WHAT TO WORK ON => Find the line that contains "annotation. Detect knobby" and print it and every line after it, exactly, please.
### DATA FOR THE TASK ###
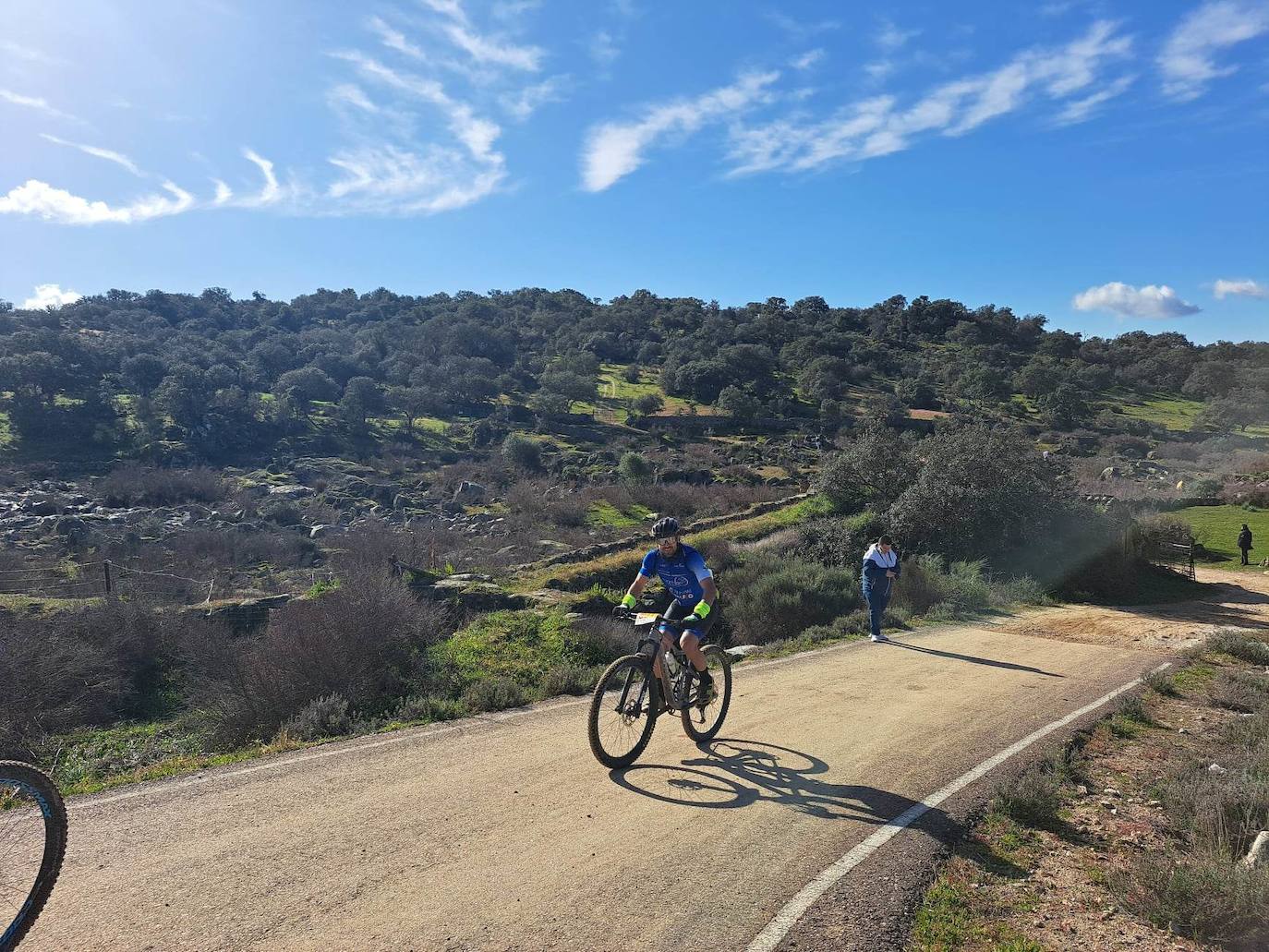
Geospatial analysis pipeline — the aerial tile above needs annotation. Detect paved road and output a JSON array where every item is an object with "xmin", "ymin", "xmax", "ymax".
[{"xmin": 24, "ymin": 627, "xmax": 1161, "ymax": 952}]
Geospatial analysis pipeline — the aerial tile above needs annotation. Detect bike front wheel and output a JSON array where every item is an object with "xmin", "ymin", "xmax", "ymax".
[
  {"xmin": 680, "ymin": 645, "xmax": 731, "ymax": 744},
  {"xmin": 0, "ymin": 760, "xmax": 66, "ymax": 952},
  {"xmin": 586, "ymin": 655, "xmax": 659, "ymax": 768}
]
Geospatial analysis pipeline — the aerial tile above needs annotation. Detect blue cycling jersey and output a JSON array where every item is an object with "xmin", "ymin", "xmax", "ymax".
[{"xmin": 638, "ymin": 542, "xmax": 713, "ymax": 606}]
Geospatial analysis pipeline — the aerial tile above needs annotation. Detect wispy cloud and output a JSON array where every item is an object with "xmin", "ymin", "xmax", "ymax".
[
  {"xmin": 0, "ymin": 89, "xmax": 82, "ymax": 122},
  {"xmin": 322, "ymin": 51, "xmax": 504, "ymax": 214},
  {"xmin": 1071, "ymin": 281, "xmax": 1201, "ymax": 319},
  {"xmin": 790, "ymin": 50, "xmax": 824, "ymax": 70},
  {"xmin": 0, "ymin": 179, "xmax": 194, "ymax": 224},
  {"xmin": 423, "ymin": 0, "xmax": 544, "ymax": 72},
  {"xmin": 238, "ymin": 149, "xmax": 282, "ymax": 208},
  {"xmin": 326, "ymin": 82, "xmax": 380, "ymax": 115},
  {"xmin": 0, "ymin": 40, "xmax": 65, "ymax": 66},
  {"xmin": 586, "ymin": 30, "xmax": 622, "ymax": 66},
  {"xmin": 581, "ymin": 71, "xmax": 780, "ymax": 192},
  {"xmin": 367, "ymin": 17, "xmax": 423, "ymax": 60},
  {"xmin": 1212, "ymin": 278, "xmax": 1269, "ymax": 301},
  {"xmin": 19, "ymin": 284, "xmax": 84, "ymax": 311},
  {"xmin": 732, "ymin": 20, "xmax": 1132, "ymax": 175},
  {"xmin": 1158, "ymin": 0, "xmax": 1269, "ymax": 102},
  {"xmin": 499, "ymin": 76, "xmax": 569, "ymax": 122},
  {"xmin": 876, "ymin": 20, "xmax": 922, "ymax": 54},
  {"xmin": 40, "ymin": 132, "xmax": 145, "ymax": 177},
  {"xmin": 1053, "ymin": 75, "xmax": 1137, "ymax": 126}
]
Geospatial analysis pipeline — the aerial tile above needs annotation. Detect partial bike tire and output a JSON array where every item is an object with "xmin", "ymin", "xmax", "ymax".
[
  {"xmin": 0, "ymin": 760, "xmax": 67, "ymax": 952},
  {"xmin": 680, "ymin": 645, "xmax": 731, "ymax": 744},
  {"xmin": 586, "ymin": 655, "xmax": 659, "ymax": 769}
]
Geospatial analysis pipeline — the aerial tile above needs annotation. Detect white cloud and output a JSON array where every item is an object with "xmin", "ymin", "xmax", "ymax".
[
  {"xmin": 326, "ymin": 82, "xmax": 380, "ymax": 114},
  {"xmin": 1053, "ymin": 76, "xmax": 1137, "ymax": 126},
  {"xmin": 0, "ymin": 179, "xmax": 194, "ymax": 224},
  {"xmin": 1212, "ymin": 278, "xmax": 1269, "ymax": 299},
  {"xmin": 790, "ymin": 50, "xmax": 824, "ymax": 70},
  {"xmin": 367, "ymin": 17, "xmax": 423, "ymax": 60},
  {"xmin": 876, "ymin": 20, "xmax": 922, "ymax": 54},
  {"xmin": 327, "ymin": 145, "xmax": 505, "ymax": 214},
  {"xmin": 443, "ymin": 23, "xmax": 543, "ymax": 72},
  {"xmin": 423, "ymin": 0, "xmax": 544, "ymax": 72},
  {"xmin": 238, "ymin": 149, "xmax": 282, "ymax": 208},
  {"xmin": 40, "ymin": 132, "xmax": 145, "ymax": 177},
  {"xmin": 19, "ymin": 284, "xmax": 84, "ymax": 311},
  {"xmin": 587, "ymin": 30, "xmax": 622, "ymax": 66},
  {"xmin": 1158, "ymin": 0, "xmax": 1269, "ymax": 101},
  {"xmin": 499, "ymin": 76, "xmax": 569, "ymax": 122},
  {"xmin": 0, "ymin": 40, "xmax": 64, "ymax": 65},
  {"xmin": 1071, "ymin": 281, "xmax": 1201, "ymax": 318},
  {"xmin": 731, "ymin": 20, "xmax": 1132, "ymax": 175},
  {"xmin": 581, "ymin": 71, "xmax": 780, "ymax": 192},
  {"xmin": 0, "ymin": 89, "xmax": 82, "ymax": 122}
]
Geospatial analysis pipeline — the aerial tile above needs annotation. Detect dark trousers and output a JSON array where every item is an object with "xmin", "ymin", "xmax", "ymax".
[{"xmin": 864, "ymin": 587, "xmax": 889, "ymax": 637}]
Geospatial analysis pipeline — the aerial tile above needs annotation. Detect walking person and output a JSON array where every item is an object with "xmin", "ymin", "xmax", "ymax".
[
  {"xmin": 1239, "ymin": 523, "xmax": 1252, "ymax": 565},
  {"xmin": 861, "ymin": 536, "xmax": 900, "ymax": 641}
]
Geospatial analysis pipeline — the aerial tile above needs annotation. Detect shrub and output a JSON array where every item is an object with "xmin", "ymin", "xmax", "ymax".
[
  {"xmin": 464, "ymin": 674, "xmax": 526, "ymax": 711},
  {"xmin": 542, "ymin": 664, "xmax": 603, "ymax": 697},
  {"xmin": 725, "ymin": 553, "xmax": 861, "ymax": 645},
  {"xmin": 1205, "ymin": 628, "xmax": 1269, "ymax": 665},
  {"xmin": 1207, "ymin": 670, "xmax": 1269, "ymax": 714},
  {"xmin": 502, "ymin": 433, "xmax": 542, "ymax": 471},
  {"xmin": 617, "ymin": 451, "xmax": 652, "ymax": 482},
  {"xmin": 98, "ymin": 464, "xmax": 227, "ymax": 506},
  {"xmin": 0, "ymin": 599, "xmax": 190, "ymax": 756},
  {"xmin": 184, "ymin": 572, "xmax": 448, "ymax": 744},
  {"xmin": 992, "ymin": 765, "xmax": 1062, "ymax": 829},
  {"xmin": 1113, "ymin": 853, "xmax": 1269, "ymax": 948},
  {"xmin": 282, "ymin": 694, "xmax": 353, "ymax": 740}
]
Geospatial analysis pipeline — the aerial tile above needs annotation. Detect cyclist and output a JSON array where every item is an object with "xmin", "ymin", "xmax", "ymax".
[{"xmin": 615, "ymin": 516, "xmax": 719, "ymax": 705}]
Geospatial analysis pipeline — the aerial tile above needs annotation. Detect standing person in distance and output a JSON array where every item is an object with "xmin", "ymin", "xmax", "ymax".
[
  {"xmin": 617, "ymin": 516, "xmax": 719, "ymax": 705},
  {"xmin": 1239, "ymin": 523, "xmax": 1252, "ymax": 565},
  {"xmin": 859, "ymin": 536, "xmax": 901, "ymax": 641}
]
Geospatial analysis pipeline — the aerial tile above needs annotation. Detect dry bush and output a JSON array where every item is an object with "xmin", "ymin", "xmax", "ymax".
[
  {"xmin": 96, "ymin": 464, "xmax": 228, "ymax": 506},
  {"xmin": 186, "ymin": 572, "xmax": 451, "ymax": 745},
  {"xmin": 0, "ymin": 599, "xmax": 190, "ymax": 755}
]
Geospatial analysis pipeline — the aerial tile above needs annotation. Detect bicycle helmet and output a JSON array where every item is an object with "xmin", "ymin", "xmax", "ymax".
[{"xmin": 652, "ymin": 515, "xmax": 682, "ymax": 538}]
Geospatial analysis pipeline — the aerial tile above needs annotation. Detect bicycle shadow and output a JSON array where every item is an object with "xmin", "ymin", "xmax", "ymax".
[{"xmin": 608, "ymin": 738, "xmax": 960, "ymax": 839}]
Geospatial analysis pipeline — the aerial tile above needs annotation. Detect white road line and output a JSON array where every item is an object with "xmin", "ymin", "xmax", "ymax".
[{"xmin": 747, "ymin": 661, "xmax": 1171, "ymax": 952}]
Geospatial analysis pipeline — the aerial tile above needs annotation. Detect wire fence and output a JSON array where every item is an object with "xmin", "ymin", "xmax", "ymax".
[{"xmin": 0, "ymin": 560, "xmax": 216, "ymax": 602}]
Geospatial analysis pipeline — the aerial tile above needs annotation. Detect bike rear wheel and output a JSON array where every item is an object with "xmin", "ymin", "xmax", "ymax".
[
  {"xmin": 586, "ymin": 655, "xmax": 659, "ymax": 768},
  {"xmin": 680, "ymin": 645, "xmax": 731, "ymax": 744},
  {"xmin": 0, "ymin": 760, "xmax": 66, "ymax": 952}
]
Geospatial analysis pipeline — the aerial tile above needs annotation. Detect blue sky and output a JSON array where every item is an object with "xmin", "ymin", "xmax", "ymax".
[{"xmin": 0, "ymin": 0, "xmax": 1269, "ymax": 342}]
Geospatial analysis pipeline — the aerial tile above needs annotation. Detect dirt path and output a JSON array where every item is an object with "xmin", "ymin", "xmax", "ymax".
[{"xmin": 24, "ymin": 573, "xmax": 1269, "ymax": 949}]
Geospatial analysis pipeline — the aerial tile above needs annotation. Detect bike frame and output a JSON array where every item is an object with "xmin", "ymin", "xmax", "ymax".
[{"xmin": 618, "ymin": 612, "xmax": 692, "ymax": 717}]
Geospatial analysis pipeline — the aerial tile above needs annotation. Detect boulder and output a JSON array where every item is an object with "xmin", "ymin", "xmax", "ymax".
[
  {"xmin": 453, "ymin": 480, "xmax": 489, "ymax": 504},
  {"xmin": 269, "ymin": 482, "xmax": 318, "ymax": 499}
]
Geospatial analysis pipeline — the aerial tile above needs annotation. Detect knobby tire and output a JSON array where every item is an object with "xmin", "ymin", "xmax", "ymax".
[
  {"xmin": 0, "ymin": 760, "xmax": 66, "ymax": 952},
  {"xmin": 586, "ymin": 655, "xmax": 659, "ymax": 769}
]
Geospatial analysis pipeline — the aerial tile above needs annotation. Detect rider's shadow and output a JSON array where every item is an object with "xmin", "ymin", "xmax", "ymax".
[{"xmin": 610, "ymin": 739, "xmax": 950, "ymax": 831}]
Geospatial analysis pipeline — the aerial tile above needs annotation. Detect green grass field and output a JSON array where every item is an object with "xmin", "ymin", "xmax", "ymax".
[{"xmin": 1174, "ymin": 505, "xmax": 1269, "ymax": 570}]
###
OUTPUT FOR THIS EXERCISE =>
Geospatial analysis pipeline — the aerial tile above needs annotation. Detect knobby tire and output a JSON array where every item is an object with "xmin", "ymin", "xmax", "ymax".
[
  {"xmin": 0, "ymin": 760, "xmax": 66, "ymax": 952},
  {"xmin": 586, "ymin": 655, "xmax": 659, "ymax": 769}
]
Geospatial analysis pipeline — the aerial tile above needs annotation. Detect rider's shadow and output a JSON array where every item is an object with "xmin", "ymin", "xmax", "ymax".
[{"xmin": 610, "ymin": 739, "xmax": 950, "ymax": 831}]
Geospatial analysis pipeline — the aerial tile above needs annotation. Detect green grass field and output a JSON array where every item is an object with "xmin", "ymin", "xmax", "ymax".
[{"xmin": 1174, "ymin": 505, "xmax": 1269, "ymax": 570}]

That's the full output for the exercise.